Reescriba todas las filas siguientes cambiando "Visual grounding function" por "Object grounding function" cada vez que aparezca. Mantenga intacto todo lo demás.

(Filas del conjunto de datos)
┌──

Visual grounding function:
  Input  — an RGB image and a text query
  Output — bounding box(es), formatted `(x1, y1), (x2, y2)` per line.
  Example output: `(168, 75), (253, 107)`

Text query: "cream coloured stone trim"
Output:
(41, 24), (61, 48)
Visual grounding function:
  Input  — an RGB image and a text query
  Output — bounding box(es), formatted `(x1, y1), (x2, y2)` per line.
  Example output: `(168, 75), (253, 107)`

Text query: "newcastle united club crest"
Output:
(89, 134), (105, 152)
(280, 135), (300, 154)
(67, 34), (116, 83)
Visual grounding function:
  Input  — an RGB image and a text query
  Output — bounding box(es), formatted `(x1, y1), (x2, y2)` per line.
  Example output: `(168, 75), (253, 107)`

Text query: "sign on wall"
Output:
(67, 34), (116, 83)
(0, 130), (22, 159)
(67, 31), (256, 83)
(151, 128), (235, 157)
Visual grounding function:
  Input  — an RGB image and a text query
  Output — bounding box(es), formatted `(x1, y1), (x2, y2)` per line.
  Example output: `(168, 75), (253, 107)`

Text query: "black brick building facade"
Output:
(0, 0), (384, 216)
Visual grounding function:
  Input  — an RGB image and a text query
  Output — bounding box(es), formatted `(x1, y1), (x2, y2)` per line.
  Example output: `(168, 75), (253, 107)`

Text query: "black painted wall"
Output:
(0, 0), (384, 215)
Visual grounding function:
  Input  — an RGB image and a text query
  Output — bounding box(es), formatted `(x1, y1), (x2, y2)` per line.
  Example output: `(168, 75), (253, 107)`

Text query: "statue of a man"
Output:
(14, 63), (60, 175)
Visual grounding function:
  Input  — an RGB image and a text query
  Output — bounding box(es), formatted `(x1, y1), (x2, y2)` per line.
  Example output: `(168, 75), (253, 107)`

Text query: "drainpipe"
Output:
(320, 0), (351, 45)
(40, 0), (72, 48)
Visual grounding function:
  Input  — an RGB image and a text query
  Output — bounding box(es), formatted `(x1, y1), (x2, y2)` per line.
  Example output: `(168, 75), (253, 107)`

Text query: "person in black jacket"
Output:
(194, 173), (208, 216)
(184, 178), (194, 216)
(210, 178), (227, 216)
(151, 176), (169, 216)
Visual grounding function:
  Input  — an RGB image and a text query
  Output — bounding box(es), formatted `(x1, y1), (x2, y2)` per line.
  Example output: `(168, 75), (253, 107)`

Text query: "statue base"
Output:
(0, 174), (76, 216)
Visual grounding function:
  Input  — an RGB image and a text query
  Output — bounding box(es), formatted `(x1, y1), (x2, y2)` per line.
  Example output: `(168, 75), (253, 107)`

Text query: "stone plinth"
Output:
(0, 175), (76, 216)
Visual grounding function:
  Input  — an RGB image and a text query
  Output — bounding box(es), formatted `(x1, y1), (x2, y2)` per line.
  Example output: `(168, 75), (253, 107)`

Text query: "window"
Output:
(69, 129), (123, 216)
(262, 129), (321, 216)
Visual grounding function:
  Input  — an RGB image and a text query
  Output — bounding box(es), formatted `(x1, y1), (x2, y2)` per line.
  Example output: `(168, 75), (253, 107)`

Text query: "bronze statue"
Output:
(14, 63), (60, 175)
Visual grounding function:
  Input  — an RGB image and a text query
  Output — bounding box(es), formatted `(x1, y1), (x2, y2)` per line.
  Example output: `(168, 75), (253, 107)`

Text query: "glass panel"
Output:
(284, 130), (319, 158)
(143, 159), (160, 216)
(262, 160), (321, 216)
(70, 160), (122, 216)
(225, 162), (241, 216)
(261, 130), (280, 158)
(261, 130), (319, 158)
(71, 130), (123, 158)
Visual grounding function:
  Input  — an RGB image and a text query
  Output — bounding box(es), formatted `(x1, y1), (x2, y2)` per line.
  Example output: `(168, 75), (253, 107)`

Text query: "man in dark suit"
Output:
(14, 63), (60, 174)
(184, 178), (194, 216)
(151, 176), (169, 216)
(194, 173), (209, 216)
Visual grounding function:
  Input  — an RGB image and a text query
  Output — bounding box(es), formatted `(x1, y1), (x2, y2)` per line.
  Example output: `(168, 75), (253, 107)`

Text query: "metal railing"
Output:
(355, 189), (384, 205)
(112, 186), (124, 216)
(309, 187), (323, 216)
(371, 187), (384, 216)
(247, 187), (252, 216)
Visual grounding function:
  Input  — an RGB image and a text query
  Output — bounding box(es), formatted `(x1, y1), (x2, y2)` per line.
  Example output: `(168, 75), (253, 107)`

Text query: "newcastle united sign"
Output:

└──

**Resultado final:**
Object grounding function:
  Input  — an RGB image and a text query
  Output — bounding box(es), formatted `(x1, y1), (x2, y2)` per line.
  Example output: `(168, 75), (253, 107)`

Text query: "cream coloured stone trim"
Output:
(41, 24), (61, 48)
Object grounding function:
  Input  — an RGB image and a text query
  Output — bounding box(es), formatted `(x1, y1), (x2, y2)` per line.
  Example output: `(168, 75), (253, 107)`

Text query: "newcastle united club crest"
Output:
(89, 134), (105, 152)
(280, 135), (300, 154)
(67, 34), (116, 83)
Object grounding function:
  Input  — an RGB image and a text query
  Output — bounding box(es), formatted `(x1, y1), (x2, y2)` per line.
  Example output: `(168, 75), (253, 107)`

Text query: "sign on wall"
Output:
(67, 34), (116, 83)
(0, 130), (22, 159)
(67, 31), (256, 83)
(151, 128), (235, 157)
Object grounding function:
  Input  — an RGB image and a text query
  Output — bounding box(es), formatted `(x1, y1), (x2, y2)` per line.
  Example output: `(168, 75), (253, 107)`

Text query: "black brick building facade"
Output:
(0, 0), (384, 216)
Object grounding function:
  Input  — an RGB image and a text query
  Output — bounding box(es), formatted `(x1, y1), (x2, y2)` per line.
  Example output: `(168, 75), (253, 107)`

Text query: "black painted wall"
Output:
(0, 0), (384, 215)
Object grounding function:
  Input  — an RGB image and a text query
  Output — bounding box(es), formatted `(x1, y1), (x2, y2)` per line.
  Example output: `(168, 75), (253, 107)`

Text query: "statue of a man"
Output:
(14, 63), (60, 175)
Object grounding function:
  Input  — an RGB image and a text query
  Output — bounding box(es), formatted `(x1, y1), (x2, y2)` per line.
  Example output: `(168, 75), (253, 107)`

Text query: "drainpipe"
Output:
(320, 0), (351, 45)
(40, 0), (72, 48)
Object grounding function:
  Input  — an RGB image and a text query
  Output — bounding box(es), formatted `(x1, y1), (x2, y2)` per line.
  Example output: `(168, 75), (253, 107)`

Text query: "person in black jacket"
Output:
(194, 173), (208, 216)
(184, 178), (194, 216)
(210, 178), (227, 216)
(151, 176), (169, 216)
Object grounding function:
  Input  — an RGB image and a text query
  Output — bounding box(es), formatted `(x1, y1), (x2, y2)` per line.
  Example output: `(168, 75), (253, 107)`

Text query: "statue base"
Output:
(0, 174), (76, 216)
Object grounding function:
  Input  — an RGB image and a text query
  Output — bounding box(es), formatted `(x1, y1), (x2, y2)` per line.
  Example output: `(168, 75), (253, 107)`

Text query: "stone plinth"
Output:
(0, 175), (76, 216)
Object grounding function:
  Input  — an RGB image and a text query
  Output — bounding box(es), formatted `(x1, y1), (x2, y2)` per line.
  Example output: `(168, 75), (253, 107)`

Text query: "window"
Output:
(69, 129), (123, 216)
(262, 129), (321, 216)
Object grounding function:
  Input  — an RGB image and a text query
  Output — bounding box(es), formatted `(x1, y1), (x2, y2)` per line.
  Example output: `(168, 75), (253, 107)`

Text query: "bronze statue"
Output:
(14, 63), (60, 175)
Object grounding function:
  Input  — an RGB image and a text query
  Output — bounding box(es), formatted `(x1, y1), (x2, y2)` per line.
  Example output: `(168, 75), (253, 107)`

Text query: "glass panel"
Output:
(284, 130), (319, 158)
(143, 159), (160, 216)
(262, 160), (321, 216)
(70, 160), (122, 216)
(225, 162), (241, 216)
(261, 130), (280, 158)
(261, 130), (319, 158)
(71, 130), (123, 158)
Object grounding function:
  Input  — an RGB image and a text query
  Output — bounding box(es), formatted `(x1, y1), (x2, y2)` per line.
  Example output: `(168, 75), (253, 107)`

Text query: "man in dark suit"
Output:
(14, 63), (60, 174)
(184, 178), (194, 216)
(151, 176), (169, 216)
(194, 173), (209, 216)
Object grounding function:
  Input  — an RGB image and a text query
  Output — bounding box(es), formatted `(x1, y1), (x2, y2)` per line.
  Example output: `(168, 75), (253, 107)`

Text query: "metal railing"
Output:
(355, 189), (384, 205)
(112, 186), (124, 216)
(309, 187), (323, 216)
(371, 187), (384, 216)
(247, 187), (252, 216)
Object grounding function:
  Input  — an RGB image and a text query
  Output — bounding box(es), formatted `(x1, y1), (x2, y2)` per line.
  Example output: `(168, 75), (253, 107)`

Text query: "newcastle united sign"
Output:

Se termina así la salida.